## begin RECORDS FOR THE TASK

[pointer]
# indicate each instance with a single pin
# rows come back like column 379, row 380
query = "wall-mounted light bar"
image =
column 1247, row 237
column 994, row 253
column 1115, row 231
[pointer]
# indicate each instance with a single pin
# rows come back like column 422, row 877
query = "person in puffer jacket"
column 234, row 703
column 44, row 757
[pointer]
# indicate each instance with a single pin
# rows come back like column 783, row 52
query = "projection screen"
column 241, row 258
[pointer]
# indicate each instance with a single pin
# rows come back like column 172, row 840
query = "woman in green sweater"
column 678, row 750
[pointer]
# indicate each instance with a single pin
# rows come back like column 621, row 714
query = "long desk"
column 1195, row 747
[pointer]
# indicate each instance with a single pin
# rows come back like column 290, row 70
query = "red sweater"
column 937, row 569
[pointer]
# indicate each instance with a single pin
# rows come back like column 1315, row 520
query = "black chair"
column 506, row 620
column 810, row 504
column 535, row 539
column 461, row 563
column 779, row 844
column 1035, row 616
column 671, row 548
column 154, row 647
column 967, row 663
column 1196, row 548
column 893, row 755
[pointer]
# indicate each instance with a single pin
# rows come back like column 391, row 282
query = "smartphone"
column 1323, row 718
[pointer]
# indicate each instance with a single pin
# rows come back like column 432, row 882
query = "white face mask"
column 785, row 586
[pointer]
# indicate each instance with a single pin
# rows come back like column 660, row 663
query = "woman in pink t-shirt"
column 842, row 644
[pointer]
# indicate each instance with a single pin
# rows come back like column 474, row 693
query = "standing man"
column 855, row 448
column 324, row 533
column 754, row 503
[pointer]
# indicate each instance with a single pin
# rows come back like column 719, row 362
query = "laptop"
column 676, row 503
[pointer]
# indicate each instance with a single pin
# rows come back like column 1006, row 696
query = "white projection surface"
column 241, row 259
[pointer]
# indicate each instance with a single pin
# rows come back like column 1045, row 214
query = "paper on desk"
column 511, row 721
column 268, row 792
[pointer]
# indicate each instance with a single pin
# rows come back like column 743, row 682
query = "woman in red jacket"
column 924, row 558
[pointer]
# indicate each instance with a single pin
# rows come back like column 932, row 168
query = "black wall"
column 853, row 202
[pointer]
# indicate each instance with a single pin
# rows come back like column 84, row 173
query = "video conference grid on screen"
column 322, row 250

## end RECORDS FOR THE TASK

> _WHAT YOU WILL DO_:
Find every line in the material above that contains the string "wall" and copy each of those lines.

> _RESPONSE TO THE TASK_:
query = "wall-mounted light bar"
query = "black wall"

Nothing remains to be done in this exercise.